• _CONSIGNE_
Dans le texte sur la Sonatrach, combien d'employés l'entreprise compte-t-elle, sans compter ceux de ses filiales ?

• _SOURCE_
#####

Souvent décrite comme « un état dans l'état », la Sonatrach, l'entreprise pétrolière et gazière algérienne, est sans conteste le moteur de l'économie du pays. A un tel point qu'elle a étendu son influence tentaculaire au football, en se positionnant comme actionnaire majoritaire de plusieurs clubs de première division, directement ou via certaines de ses filiales. Une mainmise qui fait débat en Algérie, où le sponsoring des entreprises d'état - qui ne profite qu'à certaines formations - pose des problèmes d'équité, de transparence et d'inégalité sportive.

Si l’Algérie n’a rien d’une dystopie cyberpunk, elle en emprunte au moins une caractéristique majeure. Aucune voiture volante, humains augmentés ou robots sophistiqués n’ont encore été repérés dans les rues d’Alger, mais, comme dans Robocop, Final Fantasy VII ou Blade Runner, une méga-corporation tire les ficelles d’une économie nationale qui n’aura jamais su se dépêtrer de son influence. Cette superstructure pèse 40.000 employés (sans compter ceux de ses filiales), contribue à au moins 30% du PNB algérien et enregistre plus de 30 milliards de dollars de chiffre d’affaires. Son nom ? Sonatrach. Son business ? L’or noir et le gaz, que l’entreprise publique raffine et vend, pour alimenter en fonds un pays dont 96% des exportations et 60% des recettes budgétaires étatiques sont issues du commerce pétro-gazier. Monumental, comme l’influence de la Sonatrach en Algérie, qui transpire un peu partout. Y compris dans le football, ce qui n’est pas sans générer son lot d’inquiétudes légitimes.

#####

(Enregistrements de données)
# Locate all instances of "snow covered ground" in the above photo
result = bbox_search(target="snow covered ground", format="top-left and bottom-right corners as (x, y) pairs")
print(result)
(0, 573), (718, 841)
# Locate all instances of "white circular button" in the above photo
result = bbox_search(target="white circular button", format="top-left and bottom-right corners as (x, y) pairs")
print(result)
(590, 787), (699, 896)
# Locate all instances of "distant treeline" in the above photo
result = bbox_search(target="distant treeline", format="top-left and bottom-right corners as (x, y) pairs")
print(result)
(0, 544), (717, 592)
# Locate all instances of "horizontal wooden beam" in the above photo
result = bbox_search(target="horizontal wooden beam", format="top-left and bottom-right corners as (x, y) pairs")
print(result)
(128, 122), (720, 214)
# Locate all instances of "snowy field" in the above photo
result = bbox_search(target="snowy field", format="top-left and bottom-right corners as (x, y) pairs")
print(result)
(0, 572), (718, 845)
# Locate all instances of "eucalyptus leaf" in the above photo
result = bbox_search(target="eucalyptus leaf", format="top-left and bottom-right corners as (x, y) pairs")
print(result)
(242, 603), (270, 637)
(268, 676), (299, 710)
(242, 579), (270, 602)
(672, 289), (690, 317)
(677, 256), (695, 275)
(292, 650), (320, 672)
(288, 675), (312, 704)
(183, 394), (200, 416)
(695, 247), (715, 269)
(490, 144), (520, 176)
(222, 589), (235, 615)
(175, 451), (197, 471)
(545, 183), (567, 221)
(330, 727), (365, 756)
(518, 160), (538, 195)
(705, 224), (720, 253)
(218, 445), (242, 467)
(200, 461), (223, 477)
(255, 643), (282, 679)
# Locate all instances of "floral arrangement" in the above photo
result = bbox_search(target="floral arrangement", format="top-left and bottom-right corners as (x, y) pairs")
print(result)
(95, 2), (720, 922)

#####

• _RÉPONSE ATTENDUE_
40 000 employés.